舞台はデンマーク版の110番電話受付室。
不祥事を起こしてそこに異動させられた警官が主人公で、彼が「誘拐されてクルマの中にいる」という女性の電話を受けるところからストーリーが始まります。
彼はあちこちに電話をかけて事件を解決しようとするのですが、カメラが写すのは彼のいる部屋だけ。
映画として、電話のやり取りだけで事件の進行とか、現場の緊迫感が伝わるチャレンジがなされていて、それが非常にうまくできてます。
ついでに言えば、最後のどんでん返しも秀逸。

NHK「パラレル東京」のドラマはテレビ局の報道センターが舞台でした。
この番組の狙いは視聴者に震災を「自分事」として捉えてもらうことにあると言います。
しかしドラマを観ていると、その思惑がうまくいったとは言い難いように感じました。
「プロローグ」で首都大学教授が実際に首都圏を大地震が襲ったらどういう事態になるかのショッキングな解説をしてくれましたが、僕にはそれで十分というか、ドラマはその内容の再現映像以上のものにはなってなかったんじゃないかと。
テレビ局は確かに震災全体を俯瞰できるという意味では舞台としてふさわしいでしょうが、であれば、現場の緊迫感をどう真に迫って伝えるかの「Guilty」のような工夫が必要です。
それをしなかったがゆえに、ドラマのテーマが「報道のジレンマ」「若手アナウンサーの成長」といった、本来の主旨からズレたものになっていて、舞台が聖地になっていることもあり、震災が視聴者にとって自分事でなくむしろ絵空事に映ってしまったような気がしました。
「救命病棟24時」で首都圏震災を背景としたシリーズがあり、そうすることで救命現場の葛藤や困難さを乗り越えるストーリーを描こうとしていたわけですが、そのようなドラマに近いと言いますか。

## 取り組む課題
本文の「映画として、電話のやり取りだ」から「しかしドラマを観ていると、その思惑がうまくいったとは言い難いように感じました。」までを、両端も含めて一字一句変えずに書き写すこと。 参照するのは本文だけとする。

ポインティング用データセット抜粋
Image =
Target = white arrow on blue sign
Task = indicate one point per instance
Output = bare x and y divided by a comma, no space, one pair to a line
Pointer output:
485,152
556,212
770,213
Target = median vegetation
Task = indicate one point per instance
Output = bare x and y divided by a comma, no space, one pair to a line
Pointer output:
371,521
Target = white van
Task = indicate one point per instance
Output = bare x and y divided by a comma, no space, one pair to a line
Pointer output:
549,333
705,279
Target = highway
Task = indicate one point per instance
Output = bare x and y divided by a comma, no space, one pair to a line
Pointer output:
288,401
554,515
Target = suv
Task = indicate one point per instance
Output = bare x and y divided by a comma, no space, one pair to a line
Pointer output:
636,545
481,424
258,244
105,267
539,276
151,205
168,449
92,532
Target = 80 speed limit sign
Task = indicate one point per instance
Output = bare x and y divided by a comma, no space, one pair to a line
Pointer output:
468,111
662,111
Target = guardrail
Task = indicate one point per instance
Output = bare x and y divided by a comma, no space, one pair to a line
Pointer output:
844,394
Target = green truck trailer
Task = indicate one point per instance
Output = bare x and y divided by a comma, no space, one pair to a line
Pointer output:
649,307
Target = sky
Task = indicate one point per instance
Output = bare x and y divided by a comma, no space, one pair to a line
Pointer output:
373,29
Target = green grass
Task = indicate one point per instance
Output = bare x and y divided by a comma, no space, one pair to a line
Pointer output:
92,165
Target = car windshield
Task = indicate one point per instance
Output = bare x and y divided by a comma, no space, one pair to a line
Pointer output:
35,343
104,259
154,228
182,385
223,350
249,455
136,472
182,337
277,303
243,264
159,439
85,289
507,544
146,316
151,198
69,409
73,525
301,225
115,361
...
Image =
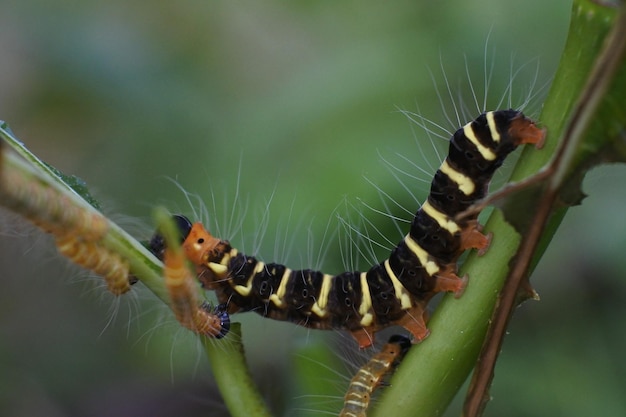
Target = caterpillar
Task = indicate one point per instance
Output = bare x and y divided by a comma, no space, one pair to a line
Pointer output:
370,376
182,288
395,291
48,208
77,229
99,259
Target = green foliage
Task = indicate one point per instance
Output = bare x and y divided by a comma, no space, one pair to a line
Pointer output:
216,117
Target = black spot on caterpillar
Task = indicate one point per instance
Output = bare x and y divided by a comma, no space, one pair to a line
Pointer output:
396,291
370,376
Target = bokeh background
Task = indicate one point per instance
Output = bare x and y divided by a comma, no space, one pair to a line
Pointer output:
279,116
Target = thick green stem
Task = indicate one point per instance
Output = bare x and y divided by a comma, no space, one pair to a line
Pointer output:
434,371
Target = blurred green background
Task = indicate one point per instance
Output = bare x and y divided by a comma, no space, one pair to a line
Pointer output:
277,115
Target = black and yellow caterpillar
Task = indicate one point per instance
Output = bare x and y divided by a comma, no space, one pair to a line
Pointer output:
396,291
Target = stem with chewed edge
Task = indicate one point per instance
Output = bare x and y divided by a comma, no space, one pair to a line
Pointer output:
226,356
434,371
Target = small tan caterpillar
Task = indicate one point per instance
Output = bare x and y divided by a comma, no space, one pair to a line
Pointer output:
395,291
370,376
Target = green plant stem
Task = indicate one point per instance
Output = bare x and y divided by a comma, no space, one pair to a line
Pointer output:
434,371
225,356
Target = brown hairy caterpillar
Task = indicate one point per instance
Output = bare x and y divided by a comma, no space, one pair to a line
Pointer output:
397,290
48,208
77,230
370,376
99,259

## 正解
映画として、電話のやり取りだけで事件の進行とか、現場の緊迫感が伝わるチャレンジがなされていて、それが非常にうまくできてます。
ついでに言えば、最後のどんでん返しも秀逸。

NHK「パラレル東京」のドラマはテレビ局の報道センターが舞台でした。
この番組の狙いは視聴者に震災を「自分事」として捉えてもらうことにあると言います。
しかしドラマを観ていると、その思惑がうまくいったとは言い難いように感じました。